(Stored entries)
= = =

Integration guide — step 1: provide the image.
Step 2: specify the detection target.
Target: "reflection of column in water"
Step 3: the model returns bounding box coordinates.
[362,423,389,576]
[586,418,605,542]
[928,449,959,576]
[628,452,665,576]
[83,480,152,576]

= = =

TASK STATEMENT — Set down each of the rows above once more, keeping every character unchanged.

WRITTEN REPLY —
Integration guide — step 1: provide the image.
Step 2: specify the detection target.
Target: "reflection of column in water"
Step 3: the model returns bounding box coordinates.
[362,423,389,576]
[586,418,605,542]
[928,449,959,576]
[628,452,665,576]
[83,480,152,576]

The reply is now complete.